Requirements
1: In the tax-law passage, which IRC section is cited to show that Congress can define "United States" to mean the 50 States of the Union?
2: Reproduce the tax-law passage word for word, starting with "Strictly speaking, the" and going on through "construct, these statutes.".

Text block
++++++++++

The general rule is that federal government powers must be expressed and enumerated.  For example, the U.S. Constitution is a grant of enumerated powers.  If a power is not enumerated in the U.S. Constitution, then Congress does not have any authority to exercise that power.  This rule is tersely expressed in the Ninth Amendment, in the Bill of Rights.

If California is not mentioned in any of the federal income tax statutes, then those statutes have no force or effect within that State.  This is also true of all 50 States.

Strictly speaking, the omission or exclusion of anyone or any thing from a federal statute can be used to infer that the omission or exclusion was intentional by Congress.  In Latin, this is tersely stated as follows:  Inclusio unius est exclusio alterius.  In English, this phrase is literally translated:  Inclusion of one thing is the exclusion of all other things [that are not mentioned].  This phrase can be found in any edition of Black’s Law Dictionary;  it is a maxim of statutory construction.

The many different definitions of the term “State” that are found in federal laws are intentionally written to appear as if they include the 50 States PLUS the other places mentioned.  As the legal experts in Congress have now confirmed, this is NOT the correct way to interpret, or to construct, these statutes.

If a place is not mentioned, every American may correctly infer that the omission of that place from a federal statute was an intentional act of Congress.  Whenever it wants to do so, Congress knows how to define the term “United States” to mean the 50 States of the Union.  See IRC section 4612(a)(4)(A).

21. In what other ways is the IRC deliberately vague, and what are the real implications for the average American?

There are numerous other ways in which the IRC is deliberately vague.  The absence of any legal definition for the term “income” is a classic deception.  The IRS enforces the Code as a tax on everything that “comes in,” but nothing could be further from the truth.  “Income” is decidedly NOT everything that “comes in.”

More importantly, the fact that this vagueness is deliberate is sufficient grounds for concluding that the entire Code is null, void and unconstitutional, for violating our fundamental Right to know the nature and cause of any accusation, as guaranteed by the Sixth Amendment in the Bill of Rights.

Whether the vagueness is deliberate or not, any statute is unconstitutionally void if it is vague.  If a statute is void for vagueness, the situation is the same as if it had never been enacted at all, and for this reason it can be ignored entirely.

22.  Has Title 26 of the United States Code (“U.S.C.”) ever been enacted into positive law, and what are the legal implications if Title 26 has not been enacted into positive law?

Answer:  No.  Another, less obvious case of deliberate deception is the statute at IRC section 7851(a)(6)(A), where it states that the provisions of subtitle F shall take effect on the day after the date of enactment of “this title”.  Because the term “this title” is not defined anywhere in the IRC, least of all in the section dedicated to definitions, one is forced to look elsewhere for its meaning, or to derive its meaning from context.

++++++++++

[Labeled-object pointing entries]
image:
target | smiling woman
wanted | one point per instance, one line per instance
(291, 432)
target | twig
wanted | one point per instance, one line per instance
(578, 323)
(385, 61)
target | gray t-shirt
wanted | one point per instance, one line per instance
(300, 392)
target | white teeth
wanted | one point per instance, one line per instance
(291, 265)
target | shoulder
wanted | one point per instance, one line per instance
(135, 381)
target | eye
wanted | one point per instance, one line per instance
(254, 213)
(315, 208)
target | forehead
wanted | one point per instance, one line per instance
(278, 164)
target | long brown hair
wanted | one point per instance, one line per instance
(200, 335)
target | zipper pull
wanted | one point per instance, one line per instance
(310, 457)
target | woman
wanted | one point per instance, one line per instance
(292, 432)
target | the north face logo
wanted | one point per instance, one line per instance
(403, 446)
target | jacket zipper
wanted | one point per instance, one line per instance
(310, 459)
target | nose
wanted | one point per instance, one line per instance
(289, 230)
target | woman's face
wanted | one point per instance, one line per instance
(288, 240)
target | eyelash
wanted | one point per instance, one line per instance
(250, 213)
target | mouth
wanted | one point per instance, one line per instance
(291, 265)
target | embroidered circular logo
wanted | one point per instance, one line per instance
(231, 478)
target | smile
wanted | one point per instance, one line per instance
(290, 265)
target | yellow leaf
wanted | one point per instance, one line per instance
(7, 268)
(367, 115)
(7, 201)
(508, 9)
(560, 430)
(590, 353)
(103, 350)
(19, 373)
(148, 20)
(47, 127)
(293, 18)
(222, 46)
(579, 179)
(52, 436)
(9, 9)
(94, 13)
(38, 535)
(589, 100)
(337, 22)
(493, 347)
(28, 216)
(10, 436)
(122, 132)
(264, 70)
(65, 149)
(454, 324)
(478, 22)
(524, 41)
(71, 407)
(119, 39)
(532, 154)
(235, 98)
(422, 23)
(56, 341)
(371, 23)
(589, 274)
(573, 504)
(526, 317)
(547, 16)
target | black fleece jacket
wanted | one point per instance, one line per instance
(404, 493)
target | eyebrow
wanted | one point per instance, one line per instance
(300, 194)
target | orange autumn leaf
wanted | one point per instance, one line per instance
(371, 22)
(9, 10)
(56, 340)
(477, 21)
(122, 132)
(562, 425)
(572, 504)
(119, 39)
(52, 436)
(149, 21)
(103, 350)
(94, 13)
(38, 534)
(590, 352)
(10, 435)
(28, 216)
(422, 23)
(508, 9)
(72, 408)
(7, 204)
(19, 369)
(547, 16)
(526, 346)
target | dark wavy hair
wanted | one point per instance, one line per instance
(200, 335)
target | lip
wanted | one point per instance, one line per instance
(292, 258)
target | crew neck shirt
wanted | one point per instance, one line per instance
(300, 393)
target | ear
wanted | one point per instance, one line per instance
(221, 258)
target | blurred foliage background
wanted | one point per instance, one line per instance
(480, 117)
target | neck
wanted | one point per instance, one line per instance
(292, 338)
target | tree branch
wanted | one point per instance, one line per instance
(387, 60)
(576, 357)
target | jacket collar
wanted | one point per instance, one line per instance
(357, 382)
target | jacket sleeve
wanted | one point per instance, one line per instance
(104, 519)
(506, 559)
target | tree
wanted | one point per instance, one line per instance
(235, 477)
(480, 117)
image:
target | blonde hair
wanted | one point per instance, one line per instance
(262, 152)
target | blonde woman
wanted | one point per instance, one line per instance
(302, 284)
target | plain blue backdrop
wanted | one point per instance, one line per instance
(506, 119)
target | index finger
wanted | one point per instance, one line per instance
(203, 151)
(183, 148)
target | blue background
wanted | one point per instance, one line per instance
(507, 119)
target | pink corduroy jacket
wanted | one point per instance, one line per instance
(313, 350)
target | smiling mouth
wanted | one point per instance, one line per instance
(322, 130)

++++++++++

Complete answers
1: IRC section 4612(a)(4)(A).

2:
Strictly speaking, the omission or exclusion of anyone or any thing from a federal statute can be used to infer that the omission or exclusion was intentional by Congress.  In Latin, this is tersely stated as follows:  Inclusio unius est exclusio alterius.  In English, this phrase is literally translated:  Inclusion of one thing is the exclusion of all other things [that are not mentioned].  This phrase can be found in any edition of Black’s Law Dictionary;  it is a maxim of statutory construction.

The many different definitions of the term “State” that are found in federal laws are intentionally written to appear as if they include the 50 States PLUS the other places mentioned.  As the legal experts in Congress have now confirmed, this is NOT the correct way to interpret, or to construct, these statutes.